[Coordinate annotation entries]
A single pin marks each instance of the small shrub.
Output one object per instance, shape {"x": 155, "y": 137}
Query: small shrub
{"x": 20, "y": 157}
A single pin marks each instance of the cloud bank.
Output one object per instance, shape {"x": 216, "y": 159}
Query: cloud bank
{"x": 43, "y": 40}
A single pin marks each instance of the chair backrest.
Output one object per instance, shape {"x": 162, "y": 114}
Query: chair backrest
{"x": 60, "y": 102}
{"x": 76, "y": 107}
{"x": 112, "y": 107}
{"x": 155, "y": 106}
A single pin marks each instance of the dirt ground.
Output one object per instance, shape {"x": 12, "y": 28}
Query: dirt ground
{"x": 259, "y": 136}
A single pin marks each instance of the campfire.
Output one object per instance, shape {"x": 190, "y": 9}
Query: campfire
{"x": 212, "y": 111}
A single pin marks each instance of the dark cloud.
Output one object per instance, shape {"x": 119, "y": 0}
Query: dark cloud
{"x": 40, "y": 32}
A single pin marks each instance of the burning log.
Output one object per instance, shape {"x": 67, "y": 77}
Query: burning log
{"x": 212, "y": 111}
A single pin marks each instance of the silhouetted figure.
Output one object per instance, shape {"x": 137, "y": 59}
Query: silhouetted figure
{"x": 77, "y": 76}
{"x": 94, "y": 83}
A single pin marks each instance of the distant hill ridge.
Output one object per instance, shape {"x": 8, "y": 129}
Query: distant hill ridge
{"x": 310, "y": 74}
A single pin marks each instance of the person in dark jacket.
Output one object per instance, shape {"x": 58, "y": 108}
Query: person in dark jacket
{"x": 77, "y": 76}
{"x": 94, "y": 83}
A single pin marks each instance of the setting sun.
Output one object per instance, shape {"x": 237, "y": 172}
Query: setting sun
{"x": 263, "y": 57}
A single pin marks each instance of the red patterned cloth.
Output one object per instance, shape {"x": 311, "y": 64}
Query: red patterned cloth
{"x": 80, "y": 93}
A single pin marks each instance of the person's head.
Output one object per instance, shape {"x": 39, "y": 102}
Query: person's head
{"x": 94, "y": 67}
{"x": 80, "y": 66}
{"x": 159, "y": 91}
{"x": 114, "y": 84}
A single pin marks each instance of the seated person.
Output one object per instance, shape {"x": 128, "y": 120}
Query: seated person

*JOB*
Return, word for word, each line from the line that contains "A single pin marks each instance of the silhouetted" to the end of the listing above; include both end lines and nothing else.

*WRITTEN ANSWER*
A single pin marks each instance of the silhouetted figure.
Output one object per instance, shape {"x": 137, "y": 59}
Query: silhouetted figure
{"x": 77, "y": 76}
{"x": 94, "y": 83}
A single pin marks each instance of the distant hill ridge.
Output one object per instance, shape {"x": 8, "y": 129}
Query: distant hill ridge
{"x": 310, "y": 74}
A single pin marks each instance of the person in dark jacket.
Output one object per instance, shape {"x": 58, "y": 108}
Query: person in dark jacket
{"x": 77, "y": 76}
{"x": 94, "y": 83}
A single pin marks each instance of the setting sun.
Output one object per instance, shape {"x": 237, "y": 172}
Query: setting sun
{"x": 263, "y": 57}
A single pin marks each instance of the red patterned cloth.
Output one object per instance, shape {"x": 311, "y": 64}
Query: red patterned cloth
{"x": 80, "y": 93}
A single pin marks each instance of the person's head.
Output one object per instance, shape {"x": 39, "y": 102}
Query: person's head
{"x": 94, "y": 67}
{"x": 80, "y": 66}
{"x": 159, "y": 91}
{"x": 114, "y": 84}
A single pin marks each instance of the seated person.
Output one object per instance, shape {"x": 128, "y": 120}
Query: seated person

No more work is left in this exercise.